**EXTRACTED MATERIAL**
- Opening Delimiter -

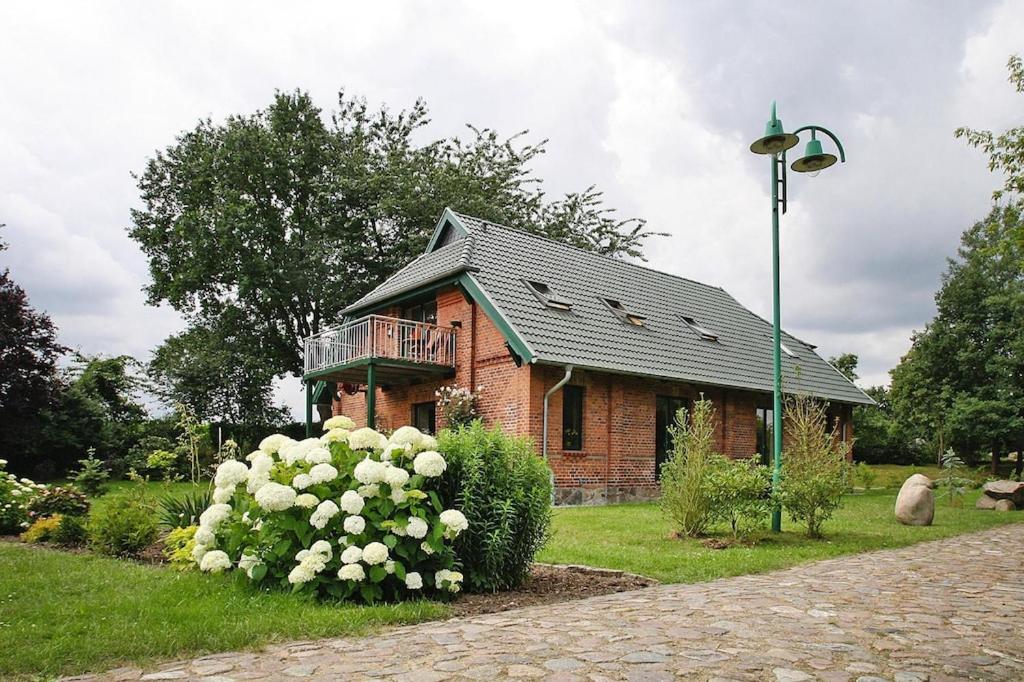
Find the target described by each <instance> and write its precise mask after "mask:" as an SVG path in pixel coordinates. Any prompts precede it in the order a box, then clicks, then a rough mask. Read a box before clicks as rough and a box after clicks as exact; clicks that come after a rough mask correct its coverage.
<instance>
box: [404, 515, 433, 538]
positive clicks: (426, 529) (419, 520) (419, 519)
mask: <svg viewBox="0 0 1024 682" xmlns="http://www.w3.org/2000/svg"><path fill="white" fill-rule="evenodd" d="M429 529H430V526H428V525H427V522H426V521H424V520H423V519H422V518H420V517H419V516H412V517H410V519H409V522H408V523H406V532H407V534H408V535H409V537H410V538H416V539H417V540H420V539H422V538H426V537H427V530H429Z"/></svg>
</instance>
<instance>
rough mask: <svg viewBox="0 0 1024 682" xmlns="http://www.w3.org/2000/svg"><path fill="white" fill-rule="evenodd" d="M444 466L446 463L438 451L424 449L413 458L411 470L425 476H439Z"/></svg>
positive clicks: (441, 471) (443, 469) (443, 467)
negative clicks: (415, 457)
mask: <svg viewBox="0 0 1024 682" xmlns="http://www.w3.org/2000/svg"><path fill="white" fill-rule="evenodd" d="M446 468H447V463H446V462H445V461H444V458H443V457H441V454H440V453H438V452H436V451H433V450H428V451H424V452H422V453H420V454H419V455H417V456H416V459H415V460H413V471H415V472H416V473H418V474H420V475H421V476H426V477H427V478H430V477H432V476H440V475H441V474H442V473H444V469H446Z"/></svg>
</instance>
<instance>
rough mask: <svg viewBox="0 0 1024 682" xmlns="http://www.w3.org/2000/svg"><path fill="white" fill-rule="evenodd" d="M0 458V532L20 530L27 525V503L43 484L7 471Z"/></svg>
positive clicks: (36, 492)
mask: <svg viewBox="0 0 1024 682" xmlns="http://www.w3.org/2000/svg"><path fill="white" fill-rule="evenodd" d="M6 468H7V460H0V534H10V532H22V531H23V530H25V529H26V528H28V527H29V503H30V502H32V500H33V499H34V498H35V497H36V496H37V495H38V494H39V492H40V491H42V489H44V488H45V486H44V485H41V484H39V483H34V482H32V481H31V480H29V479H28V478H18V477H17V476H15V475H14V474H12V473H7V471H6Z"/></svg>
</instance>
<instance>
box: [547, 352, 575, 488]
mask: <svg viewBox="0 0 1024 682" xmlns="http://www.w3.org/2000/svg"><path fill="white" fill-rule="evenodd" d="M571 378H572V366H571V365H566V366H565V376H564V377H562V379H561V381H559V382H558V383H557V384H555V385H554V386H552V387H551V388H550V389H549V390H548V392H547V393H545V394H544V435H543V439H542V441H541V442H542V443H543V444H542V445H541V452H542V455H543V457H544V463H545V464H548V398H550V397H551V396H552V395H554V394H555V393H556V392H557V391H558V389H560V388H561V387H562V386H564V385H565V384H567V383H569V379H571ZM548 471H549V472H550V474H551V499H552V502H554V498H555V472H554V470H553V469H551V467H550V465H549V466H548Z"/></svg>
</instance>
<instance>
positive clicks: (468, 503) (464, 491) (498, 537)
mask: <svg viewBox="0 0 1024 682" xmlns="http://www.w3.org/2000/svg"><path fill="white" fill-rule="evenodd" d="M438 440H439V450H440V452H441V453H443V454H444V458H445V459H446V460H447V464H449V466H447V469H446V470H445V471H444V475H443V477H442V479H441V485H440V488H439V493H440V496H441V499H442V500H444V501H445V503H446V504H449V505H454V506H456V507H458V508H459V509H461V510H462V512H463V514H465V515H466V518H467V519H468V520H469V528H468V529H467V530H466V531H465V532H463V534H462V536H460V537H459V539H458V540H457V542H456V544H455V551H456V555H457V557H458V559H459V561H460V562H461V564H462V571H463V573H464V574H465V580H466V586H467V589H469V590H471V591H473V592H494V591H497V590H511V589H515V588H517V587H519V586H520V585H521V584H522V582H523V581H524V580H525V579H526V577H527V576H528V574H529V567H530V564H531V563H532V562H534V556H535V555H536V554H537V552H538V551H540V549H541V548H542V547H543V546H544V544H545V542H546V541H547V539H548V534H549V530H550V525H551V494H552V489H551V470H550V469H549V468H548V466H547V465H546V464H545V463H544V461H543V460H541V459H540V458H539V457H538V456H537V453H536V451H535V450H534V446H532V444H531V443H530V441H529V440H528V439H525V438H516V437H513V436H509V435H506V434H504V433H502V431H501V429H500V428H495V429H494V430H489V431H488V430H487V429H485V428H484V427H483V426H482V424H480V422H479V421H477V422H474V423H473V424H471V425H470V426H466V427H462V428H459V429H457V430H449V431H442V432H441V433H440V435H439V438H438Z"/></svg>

- Closing Delimiter -

**AIM OF THE EXERCISE**
Check the lines above for the word "rough" and give the number of lines where it appears, with no other text.

**SOLUTION FOR THIS PROBLEM**
3